==== Supplied text ====

I nearly stopped myself from posting this for fear that it would offend some readers who are therapists or who have therapists, but as those individuals already know without a doubt that I am not their therapist, I concluded it would cause no confusion.
There is a therapist somewhere in the Midwest who has a name and an email address similar to my own. I know this because of the volume of emails I receive which are intended to be seen only by this same therapist. The messages usually arrive early in the morning or late at night, long and anxious missives about upsets, ultimatums, and breaking points between parents and their children, or couples on the verge. Often they say, “I know we have a session later today but I wanted to tell you this in advance,” or “I wanted to get this off my chest,” or “I’ll call you later and see if you have any advice for me” or “I am worried about what will happen before our next appointment.” Sometimes they are simply business or professional messages, notices of meetings and deadlines, for instance. Some are invitations to parties, and others are haughty reminders to respond to previously misaddressed messages.
Emails from therapeutic clients are intensely personal, and I am reluctant to even open them. But as they arise from a psychological crisis, I think the most compassionate response for me is to reply with this instruction:
“Please correct the address on this email as it has not reached your intended recipient.”
I have sent that message dozens of times over many years. Never once has anyone responded to me, not even the therapist who must now realize from patients and colleagues that private emails are frequently misdirected.
I’ll leave aside the question of how email has corroded our interpersonal communication skills. I’ll leave aside the question of whether email advances the therapeutic model. I’ve seen enough messages to appreciate the position of the therapist, however. Perhaps the messages don’t really matter that much – crises pass, marriages mend or end, children and parents reconcile or not. Feelings change, emergencies blow over, and time will tell. The protagonist in a psychological saga is, above all, a storyteller, and the emails are simply one more page in the story someone is telling himself.
Seen in a jaded way, there is nothing new in them, nothing urgent or revealing. They are a story – the same story – being repeated over and over. What bothers me is the fear and panic they uniformly convey. The confusion, the despair, the helplessness. I would hope that the clients would do something more than send a late-night email, something more than pound out their heart’s desperate wail and send it to the wrong address.

==== Supplied data ====

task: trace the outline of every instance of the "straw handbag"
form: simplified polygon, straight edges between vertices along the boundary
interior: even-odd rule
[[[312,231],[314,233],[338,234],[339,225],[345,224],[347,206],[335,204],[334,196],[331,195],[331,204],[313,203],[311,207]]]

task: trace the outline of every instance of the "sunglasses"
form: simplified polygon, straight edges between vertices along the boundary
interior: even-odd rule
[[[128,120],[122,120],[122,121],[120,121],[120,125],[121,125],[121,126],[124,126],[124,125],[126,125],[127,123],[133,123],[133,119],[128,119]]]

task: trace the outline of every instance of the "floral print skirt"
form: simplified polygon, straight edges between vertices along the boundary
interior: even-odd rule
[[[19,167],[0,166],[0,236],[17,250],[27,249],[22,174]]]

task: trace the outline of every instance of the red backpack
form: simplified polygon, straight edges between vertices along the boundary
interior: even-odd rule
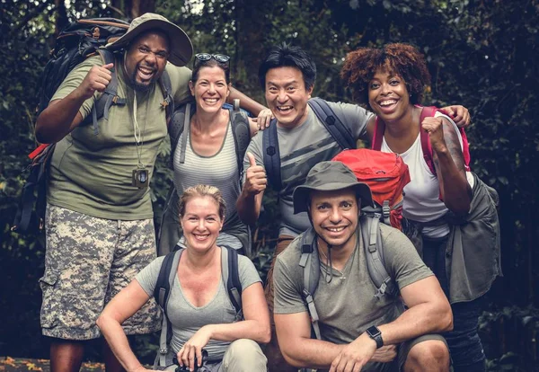
[[[420,107],[420,106],[417,106]],[[420,123],[423,122],[423,120],[428,117],[432,117],[436,113],[436,111],[439,111],[444,115],[447,115],[443,110],[439,110],[434,106],[425,106],[423,110],[421,110],[421,115],[420,117]],[[382,139],[384,138],[384,131],[385,130],[385,123],[380,120],[376,117],[376,121],[375,124],[375,135],[373,137],[373,150],[380,151],[382,149]],[[463,138],[463,155],[464,157],[464,166],[466,171],[470,171],[470,148],[468,144],[468,137],[466,137],[466,133],[464,132],[464,128],[459,128],[461,137]],[[425,159],[425,163],[429,165],[429,169],[432,173],[432,174],[436,175],[436,168],[434,167],[434,161],[432,160],[432,146],[430,145],[430,141],[429,140],[429,133],[425,130],[420,130],[420,134],[421,136],[421,151],[423,152],[423,159]]]
[[[363,206],[363,213],[379,214],[385,225],[402,230],[402,189],[410,182],[408,165],[397,154],[360,148],[345,150],[333,161],[342,162],[358,177],[367,183],[373,194],[375,206]]]

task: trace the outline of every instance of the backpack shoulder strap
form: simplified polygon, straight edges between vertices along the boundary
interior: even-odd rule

====

▶ _Description of the task_
Reproduce the essay about misdirected emails word for word between "Emails from therapeutic" and "are frequently misdirected.", inclusive. Rely only on the essay about misdirected emails, not on the rows.

▶ _Reply to the exercise_
Emails from therapeutic clients are intensely personal, and I am reluctant to even open them. But as they arise from a psychological crisis, I think the most compassionate response for me is to reply with this instruction:
“Please correct the address on this email as it has not reached your intended recipient.”
I have sent that message dozens of times over many years. Never once has anyone responded to me, not even the therapist who must now realize from patients and colleagues that private emails are frequently misdirected.